### EXERCISE TASK
Format the data below as a JSON list of strings with one string per line, skipping blank lines. Leave the picture out of your answer.

### TASK INPUTS
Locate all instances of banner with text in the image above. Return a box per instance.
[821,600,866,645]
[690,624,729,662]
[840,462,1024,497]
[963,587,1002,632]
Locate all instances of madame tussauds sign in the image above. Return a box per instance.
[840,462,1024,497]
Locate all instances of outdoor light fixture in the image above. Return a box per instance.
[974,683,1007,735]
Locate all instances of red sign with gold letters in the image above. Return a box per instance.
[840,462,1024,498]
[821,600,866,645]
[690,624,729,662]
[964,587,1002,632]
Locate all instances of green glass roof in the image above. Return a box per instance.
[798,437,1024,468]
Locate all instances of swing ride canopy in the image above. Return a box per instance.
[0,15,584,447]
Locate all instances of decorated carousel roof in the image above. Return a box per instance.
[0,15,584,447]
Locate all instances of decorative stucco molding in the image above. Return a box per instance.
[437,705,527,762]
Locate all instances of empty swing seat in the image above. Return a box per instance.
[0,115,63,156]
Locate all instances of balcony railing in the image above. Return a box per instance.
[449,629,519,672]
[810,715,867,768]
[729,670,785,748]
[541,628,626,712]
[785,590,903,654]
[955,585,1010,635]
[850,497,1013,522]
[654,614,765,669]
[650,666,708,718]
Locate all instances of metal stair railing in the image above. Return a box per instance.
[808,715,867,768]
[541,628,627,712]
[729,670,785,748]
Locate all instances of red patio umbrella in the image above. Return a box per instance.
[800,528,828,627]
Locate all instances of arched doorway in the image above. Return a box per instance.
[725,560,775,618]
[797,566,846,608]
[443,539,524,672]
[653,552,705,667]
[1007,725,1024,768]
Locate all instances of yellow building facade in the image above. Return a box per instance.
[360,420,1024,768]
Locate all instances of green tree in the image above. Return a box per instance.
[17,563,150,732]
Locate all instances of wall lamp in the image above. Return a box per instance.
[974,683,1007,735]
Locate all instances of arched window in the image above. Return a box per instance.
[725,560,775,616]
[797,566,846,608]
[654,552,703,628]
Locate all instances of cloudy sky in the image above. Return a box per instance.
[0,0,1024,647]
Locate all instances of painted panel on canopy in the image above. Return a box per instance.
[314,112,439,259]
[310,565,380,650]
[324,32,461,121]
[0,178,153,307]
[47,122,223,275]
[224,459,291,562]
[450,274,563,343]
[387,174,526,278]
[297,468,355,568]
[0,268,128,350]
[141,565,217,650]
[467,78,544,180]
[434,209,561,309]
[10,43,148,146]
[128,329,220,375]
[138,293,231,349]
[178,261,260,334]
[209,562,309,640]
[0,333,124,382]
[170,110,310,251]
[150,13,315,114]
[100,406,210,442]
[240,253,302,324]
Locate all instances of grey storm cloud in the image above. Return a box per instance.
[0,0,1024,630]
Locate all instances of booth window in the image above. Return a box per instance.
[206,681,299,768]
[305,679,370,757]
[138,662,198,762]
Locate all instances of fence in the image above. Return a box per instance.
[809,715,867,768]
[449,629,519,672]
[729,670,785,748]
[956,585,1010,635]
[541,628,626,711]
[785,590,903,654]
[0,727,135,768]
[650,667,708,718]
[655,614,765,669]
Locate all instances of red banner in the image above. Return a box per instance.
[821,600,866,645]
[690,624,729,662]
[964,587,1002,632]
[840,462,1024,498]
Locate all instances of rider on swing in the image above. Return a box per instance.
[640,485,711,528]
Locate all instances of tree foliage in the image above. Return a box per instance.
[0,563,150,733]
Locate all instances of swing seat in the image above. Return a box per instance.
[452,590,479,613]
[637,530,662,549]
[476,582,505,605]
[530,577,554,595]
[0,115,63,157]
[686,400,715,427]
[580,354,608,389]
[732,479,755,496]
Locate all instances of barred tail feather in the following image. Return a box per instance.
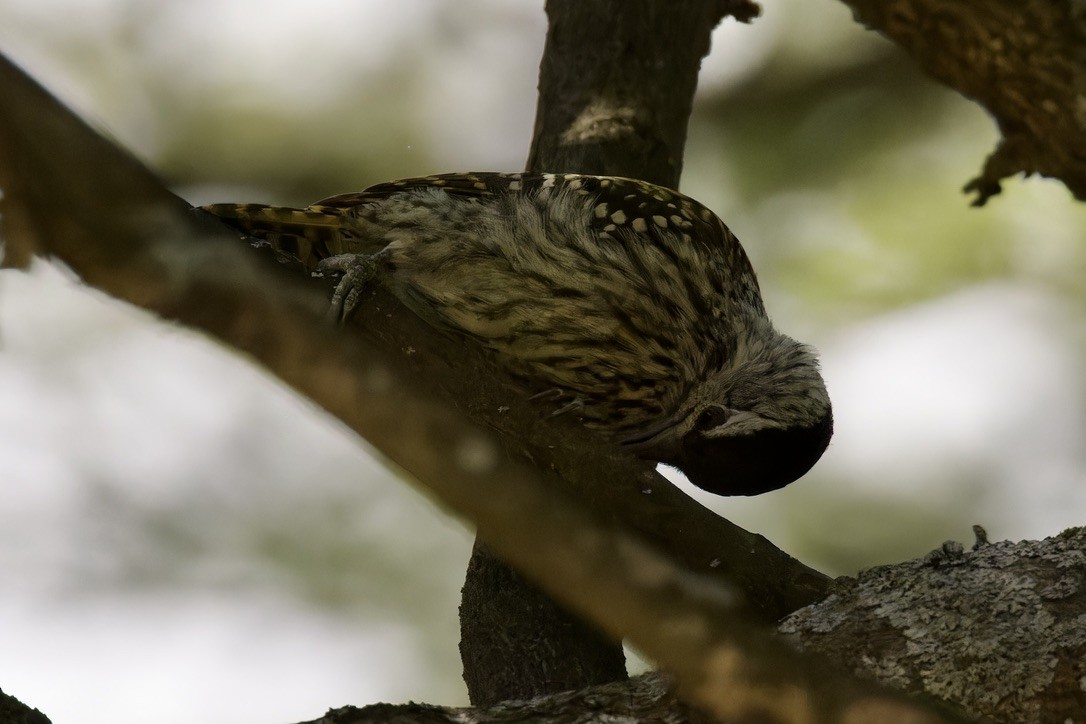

### FULL OUTPUT
[
  "Locate all instances of banner with text in the image above. Return a box per instance.",
  "[821,600,866,645]",
  "[690,624,729,662]",
  "[840,462,1024,497]",
  "[963,587,1002,632]",
  "Locate all instances of madame tussauds sign in the image above. Return a box per instance.",
  "[840,462,1024,497]",
  "Locate all instances of outdoor light fixture in the image above. Return a box per instance.",
  "[974,683,1007,735]",
  "Locate all instances of red sign with gold letters in the image above. Return a box per instance.",
  "[840,462,1024,498]",
  "[821,600,866,645]",
  "[690,624,729,662]",
  "[964,587,1002,632]",
  "Locate all instances of green glass roof in the image above. Return a box per instance.",
  "[798,437,1024,468]",
  "Locate all instances of swing ride canopy in the image above. Return a box per instance.",
  "[0,15,584,447]",
  "Locate all instances of decorated carousel roof in the image above. Return a box per instance.",
  "[0,15,584,447]",
  "Locate all instances of decorative stucco molding in the image above. Return a box per instance.",
  "[437,705,527,762]",
  "Locate all instances of empty swing seat in the image above. Return a box per instance.",
  "[0,115,63,156]",
  "Locate all instances of balcony railing in the image above. Return a box per instance.",
  "[449,629,519,672]",
  "[810,715,867,768]",
  "[729,670,785,748]",
  "[541,628,626,712]",
  "[785,590,903,654]",
  "[955,585,1010,635]",
  "[850,497,1013,522]",
  "[654,614,765,669]",
  "[650,666,708,718]",
  "Locate all instances of metal stair railing in the image above. Return a box per instance.",
  "[808,715,867,768]",
  "[541,628,627,712]",
  "[729,670,785,748]",
  "Locate all instances of red patio umbrella in the image above. Return a box per instance.",
  "[800,528,828,627]",
  "Locate all instances of arched doorway in the image above. Return a box per instance.",
  "[725,560,775,618]",
  "[797,566,846,608]",
  "[443,539,524,672]",
  "[653,552,705,667]",
  "[1007,725,1024,768]",
  "Locate all instances of yellow building facade in the image above. Return a box per instance.",
  "[360,420,1024,768]",
  "Locate all instances of green tree in the image above. Return a box per instance.",
  "[17,563,150,732]",
  "Locate all instances of wall lamp in the image above. Return a box per instance.",
  "[974,683,1007,735]",
  "Locate all instances of arched window in the image above. Return a box per instance.",
  "[725,560,775,616]",
  "[797,566,846,608]",
  "[654,552,703,628]",
  "Locate all instances of cloudy sky in the image above. Return a box per instance.",
  "[0,0,1024,647]",
  "Locate all instances of painted panel on canopy in the image above. Return a box per instance.",
  "[314,112,439,259]",
  "[310,565,380,650]",
  "[324,32,461,121]",
  "[0,178,153,307]",
  "[47,122,223,275]",
  "[224,459,291,562]",
  "[450,274,563,343]",
  "[387,174,526,278]",
  "[297,468,355,568]",
  "[0,268,128,350]",
  "[141,565,217,650]",
  "[467,78,544,180]",
  "[434,209,561,309]",
  "[10,43,148,146]",
  "[128,329,220,375]",
  "[138,293,231,349]",
  "[178,261,260,334]",
  "[209,562,309,640]",
  "[0,333,124,382]",
  "[170,110,310,251]",
  "[150,13,315,114]",
  "[100,406,210,442]",
  "[240,253,302,324]",
  "Locate all instances of grey storm cloud in the image above. Return a box per instance.",
  "[0,0,1024,630]",
  "Locate all instances of booth window in the image above. Return a box per instance.",
  "[206,681,299,768]",
  "[305,679,370,757]",
  "[138,662,198,762]",
  "Locate all instances of fence in the image above. Return a box per instance.",
  "[809,715,867,768]",
  "[449,629,519,672]",
  "[729,670,785,748]",
  "[956,585,1010,635]",
  "[541,628,626,711]",
  "[785,590,903,654]",
  "[0,727,135,768]",
  "[650,667,708,718]",
  "[655,614,765,669]",
  "Locate all instances of red banner in the image above. Return a box per instance.",
  "[821,600,866,645]",
  "[690,624,729,662]",
  "[964,587,1002,632]",
  "[840,462,1024,498]",
  "Locate all instances of rider on swing in the image above. Return a box per instance.",
  "[640,485,711,528]",
  "Locate all instances of tree foliage in the image above. Return a box per instance.",
  "[0,563,150,733]",
  "Locate all instances of swing seat in the image above. Return a box per instance.",
  "[452,590,479,613]",
  "[637,530,662,549]",
  "[476,582,505,605]",
  "[530,577,554,595]",
  "[0,115,63,157]",
  "[686,400,715,427]",
  "[580,354,608,389]",
  "[732,479,755,496]",
  "Locate all instances of barred tail feather in the following image. Return a box per instance."
]